(Labeled-object pointing entries)
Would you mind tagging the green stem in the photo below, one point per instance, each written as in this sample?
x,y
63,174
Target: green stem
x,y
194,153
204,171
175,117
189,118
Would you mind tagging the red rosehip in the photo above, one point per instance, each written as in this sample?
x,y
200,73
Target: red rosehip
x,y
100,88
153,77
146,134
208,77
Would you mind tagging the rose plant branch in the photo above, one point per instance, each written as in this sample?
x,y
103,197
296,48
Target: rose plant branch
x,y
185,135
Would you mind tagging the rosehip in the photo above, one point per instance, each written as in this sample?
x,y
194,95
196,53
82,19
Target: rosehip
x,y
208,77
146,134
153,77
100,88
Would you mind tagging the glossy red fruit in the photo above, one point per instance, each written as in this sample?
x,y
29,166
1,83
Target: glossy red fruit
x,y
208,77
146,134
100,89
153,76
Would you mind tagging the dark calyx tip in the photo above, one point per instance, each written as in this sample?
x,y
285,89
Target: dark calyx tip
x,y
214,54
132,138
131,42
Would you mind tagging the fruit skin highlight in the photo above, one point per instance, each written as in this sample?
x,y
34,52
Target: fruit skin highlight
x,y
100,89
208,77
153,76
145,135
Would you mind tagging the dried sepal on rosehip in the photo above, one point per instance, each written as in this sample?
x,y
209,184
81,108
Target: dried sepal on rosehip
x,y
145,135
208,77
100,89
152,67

### Task brief
Reproduce every one of the records above line for line, with no change to any word or figure.

### Written solution
Would you mind tagging the green stem in the photo below, one point per instance, each written as in this sample?
x,y
63,174
Target: green stem
x,y
194,153
204,171
175,117
189,118
Would you mind tagging the red rosehip in the photo above, one point per instance, each written as in this sample?
x,y
200,73
Target: red rosehip
x,y
100,88
153,77
146,134
208,77
Would you mind tagging the rose plant branch in the photo above, one point per instance, each written as in this sample?
x,y
103,197
296,48
Target: rose plant branch
x,y
185,135
Would you mind tagging the rosehip in the photo above, one point per instance, each written as in this sample?
x,y
194,95
196,53
82,19
Target: rosehip
x,y
208,77
146,134
153,77
100,88
Would you mind tagging the glossy red fruit in the photo above, one point per instance, each written as in this sample?
x,y
29,166
1,83
Target: glossy red fruit
x,y
208,77
146,134
100,89
153,76
Would you mind tagging the dark calyx tip in the photo above, one point per instance, each written as in this sample?
x,y
285,89
Target: dark calyx tip
x,y
214,54
132,138
131,42
Would you mind tagging the fruit skin highlight in the photo above, one point per instance, each written as in this sample?
x,y
34,52
Target: fruit skin highlight
x,y
100,89
208,77
153,76
145,135
Would you mind tagging the dried sepal on rosehip in the photo above, one point per instance, each written as in this sample?
x,y
209,184
81,108
Target: dried sepal on rosehip
x,y
145,135
208,77
100,89
152,67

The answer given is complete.